Task list:
a) Which commit hashes appear in the commit log? List every one.
b) Can you return the commit log text between "desmume2015: explains .info" and "design, not bugs.", inclusive, copied verbatim?

2026-03-19 16:10:43 +01:00
Abdessamad Derraz
257ec1a527 fix: round 2 audit fixes, updated emulator profiles
Scripts:
- fix generate_site nav regex destroying mkdocs.yml content
- fix auto_fetch comma-separated MD5 in find_missing
- fix verify print_platform_result conflating untested/missing
- fix validate_pr path traversal and symlink check
- fix batocera_scraper brace counting and escaped quotes in strings
- fix emudeck_scraper hash search crossing function boundaries
- fix pipeline.py cwd to repo root via Path(__file__)
- normalize SHA1 comparison to lowercase in generate_pack

Emulator profiles:
- emux_gb/nes/sms: reclassify from alias to standalone profiles
- ep128emu: remove .info-only files not referenced in source
- fbalpha2012 variants: full source-verified profiles
- fbneo_cps12: add new profile
2026-03-19 15:00:18 +01:00
Abdessamad Derraz
38d605c7d5 fix: audit fixes across verify, pack, security, and performance
- fix KeyError in compute_coverage (generate_readme, generate_site)
- fix comma-separated MD5 handling in generate_pack check_inside_zip
- fix _verify_file_hash to handle multi-MD5 for large files
- fix external downloads not tracked in seen_destinations/file_status
- fix tar path traversal in _is_safe_tar_member (refresh_data_dirs)
- fix predictable tmp path in download.py
- fix _sanitize_path to filter "." components
- remove blanket data_dir suppression in find_undeclared_files
- remove blanket data_dir suppression in cross_reference
- add status_counts to verify_platform return value
- add md5_composite cache for repeated ZIP hashing
2026-03-19 14:04:34 +01:00
Abdessamad Derraz
e1410ef4a6 fix: exclusion reasons from YAML, not hardcoded in Python
Added exclusion_note field to emulator profiles. verify.py reads
this field instead of parsing notes text with fragile keywords.

desmume2015: explains .info vs code discrepancy
dolphin_launcher: explains standalone BIOS management

All exclusion messages now come from YAML data, not Python strings.
2026-03-19 13:17:55 +01:00
Abdessamad Derraz
114732dc6d feat: intentional exclusion notes in verify report
New section "Intentional exclusions" explains why certain emulator
files are NOT in the pack:
- [frozen_snapshot]: code doesn't load .info firmware (desmume2015)
- [launcher]: BIOS managed by standalone emulator (dolphin_launcher)
- [standalone_only]: files for standalone mode, not libretro

Makes it clear that omissions are by design, not bugs.

Recorded data:
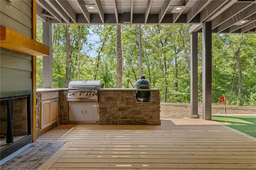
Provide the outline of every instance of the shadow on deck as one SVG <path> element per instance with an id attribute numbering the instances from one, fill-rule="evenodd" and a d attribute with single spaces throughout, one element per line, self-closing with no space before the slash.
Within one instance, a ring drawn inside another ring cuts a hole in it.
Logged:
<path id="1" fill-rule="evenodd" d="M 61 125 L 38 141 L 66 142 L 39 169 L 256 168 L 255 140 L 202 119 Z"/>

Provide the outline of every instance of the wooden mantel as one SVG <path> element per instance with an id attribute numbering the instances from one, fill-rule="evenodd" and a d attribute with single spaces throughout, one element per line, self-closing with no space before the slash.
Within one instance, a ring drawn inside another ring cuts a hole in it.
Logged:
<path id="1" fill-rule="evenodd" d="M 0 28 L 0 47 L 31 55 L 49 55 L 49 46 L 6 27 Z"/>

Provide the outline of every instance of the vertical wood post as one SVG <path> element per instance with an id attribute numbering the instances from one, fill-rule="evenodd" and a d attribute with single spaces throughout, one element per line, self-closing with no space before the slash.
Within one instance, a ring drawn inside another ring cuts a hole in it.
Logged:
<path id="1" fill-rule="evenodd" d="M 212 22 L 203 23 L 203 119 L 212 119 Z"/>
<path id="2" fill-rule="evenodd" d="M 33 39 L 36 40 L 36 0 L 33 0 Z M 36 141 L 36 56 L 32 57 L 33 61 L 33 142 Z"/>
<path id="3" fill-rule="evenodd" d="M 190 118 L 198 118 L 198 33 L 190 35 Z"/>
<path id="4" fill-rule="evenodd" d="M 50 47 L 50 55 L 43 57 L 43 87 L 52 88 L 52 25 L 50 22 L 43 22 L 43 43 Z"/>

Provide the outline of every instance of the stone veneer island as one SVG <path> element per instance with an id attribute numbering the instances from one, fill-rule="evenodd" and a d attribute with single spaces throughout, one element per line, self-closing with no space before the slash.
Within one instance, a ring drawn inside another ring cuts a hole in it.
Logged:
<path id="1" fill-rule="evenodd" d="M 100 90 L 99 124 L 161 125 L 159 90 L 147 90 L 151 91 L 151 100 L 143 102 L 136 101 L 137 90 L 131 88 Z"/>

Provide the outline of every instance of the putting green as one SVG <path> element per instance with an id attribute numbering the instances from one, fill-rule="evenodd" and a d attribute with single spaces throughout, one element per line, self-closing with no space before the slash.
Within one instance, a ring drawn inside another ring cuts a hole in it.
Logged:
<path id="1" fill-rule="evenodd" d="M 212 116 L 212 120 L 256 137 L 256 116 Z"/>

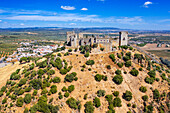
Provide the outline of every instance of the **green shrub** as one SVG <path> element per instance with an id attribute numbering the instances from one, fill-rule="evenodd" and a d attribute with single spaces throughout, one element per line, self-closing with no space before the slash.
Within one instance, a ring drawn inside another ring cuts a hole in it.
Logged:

* * *

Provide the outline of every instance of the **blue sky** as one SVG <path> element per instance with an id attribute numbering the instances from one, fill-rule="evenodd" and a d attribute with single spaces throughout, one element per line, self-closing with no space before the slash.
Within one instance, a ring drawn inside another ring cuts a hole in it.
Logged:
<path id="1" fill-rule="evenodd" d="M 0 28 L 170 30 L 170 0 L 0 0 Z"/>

...

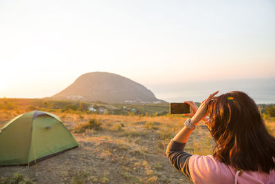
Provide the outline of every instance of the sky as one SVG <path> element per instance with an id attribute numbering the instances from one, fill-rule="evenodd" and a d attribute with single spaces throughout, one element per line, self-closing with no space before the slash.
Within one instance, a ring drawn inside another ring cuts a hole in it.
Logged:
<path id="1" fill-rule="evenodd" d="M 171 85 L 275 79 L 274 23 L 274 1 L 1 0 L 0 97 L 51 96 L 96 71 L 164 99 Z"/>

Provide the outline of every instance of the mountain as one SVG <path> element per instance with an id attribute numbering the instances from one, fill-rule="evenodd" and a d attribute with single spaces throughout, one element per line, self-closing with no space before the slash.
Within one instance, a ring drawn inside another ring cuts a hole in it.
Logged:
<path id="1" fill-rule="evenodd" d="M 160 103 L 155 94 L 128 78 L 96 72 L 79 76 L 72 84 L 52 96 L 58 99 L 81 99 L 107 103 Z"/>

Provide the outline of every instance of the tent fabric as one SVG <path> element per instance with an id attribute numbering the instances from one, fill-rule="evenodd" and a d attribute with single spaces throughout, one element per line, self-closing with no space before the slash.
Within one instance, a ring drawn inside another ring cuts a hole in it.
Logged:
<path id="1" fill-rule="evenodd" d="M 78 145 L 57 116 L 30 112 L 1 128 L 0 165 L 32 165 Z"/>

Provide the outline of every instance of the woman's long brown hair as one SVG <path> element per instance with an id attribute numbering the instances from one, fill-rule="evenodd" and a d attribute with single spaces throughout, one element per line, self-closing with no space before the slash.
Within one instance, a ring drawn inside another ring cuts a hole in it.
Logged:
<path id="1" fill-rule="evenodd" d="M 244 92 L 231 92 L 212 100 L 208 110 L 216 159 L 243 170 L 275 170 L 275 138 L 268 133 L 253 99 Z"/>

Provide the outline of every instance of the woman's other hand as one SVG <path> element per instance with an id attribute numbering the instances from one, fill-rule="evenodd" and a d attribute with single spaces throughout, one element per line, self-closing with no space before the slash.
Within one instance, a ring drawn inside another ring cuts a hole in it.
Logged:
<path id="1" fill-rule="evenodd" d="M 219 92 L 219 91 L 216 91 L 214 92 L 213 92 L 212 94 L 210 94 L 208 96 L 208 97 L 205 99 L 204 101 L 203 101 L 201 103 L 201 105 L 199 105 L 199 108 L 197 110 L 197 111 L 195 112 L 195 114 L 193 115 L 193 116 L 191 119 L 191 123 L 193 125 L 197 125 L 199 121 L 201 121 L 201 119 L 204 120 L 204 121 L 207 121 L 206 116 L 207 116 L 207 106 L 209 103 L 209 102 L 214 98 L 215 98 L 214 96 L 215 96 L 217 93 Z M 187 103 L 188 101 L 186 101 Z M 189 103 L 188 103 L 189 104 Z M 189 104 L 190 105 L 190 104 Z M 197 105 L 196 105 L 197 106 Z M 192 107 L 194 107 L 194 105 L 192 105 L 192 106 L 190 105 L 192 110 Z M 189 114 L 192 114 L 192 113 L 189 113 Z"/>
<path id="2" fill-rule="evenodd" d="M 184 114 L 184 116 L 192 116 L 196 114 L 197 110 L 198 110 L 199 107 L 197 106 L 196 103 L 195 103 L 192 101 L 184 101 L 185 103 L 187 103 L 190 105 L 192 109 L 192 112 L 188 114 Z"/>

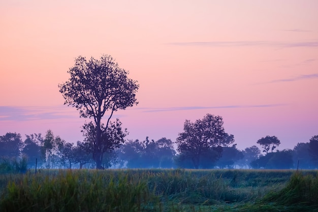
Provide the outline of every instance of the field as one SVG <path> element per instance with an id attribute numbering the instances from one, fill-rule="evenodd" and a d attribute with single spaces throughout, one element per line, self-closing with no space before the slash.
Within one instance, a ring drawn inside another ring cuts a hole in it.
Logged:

Responses by task:
a)
257ec1a527
38d605c7d5
e1410ef4a6
114732dc6d

b)
desmume2015: explains .info vs code discrepancy
dolphin_launcher: explains standalone BIOS management

All exclusion messages now come from YAML data, not Python strings.
2026-03-19 13:17:55 +01:00
Abdessamad Derraz
114732dc6d feat: intentional exclusion notes in verify report
New section "Intentional exclusions" explains why certain emulator
files are NOT in the pack:
- [frozen_snapshot]: code doesn't load .info firmware (desmume2015)
- [launcher]: BIOS managed by standalone emulator (dolphin_launcher)
- [standalone_only]: files for standalone mode, not libretro

Makes it clear that omissions are by design, not bugs.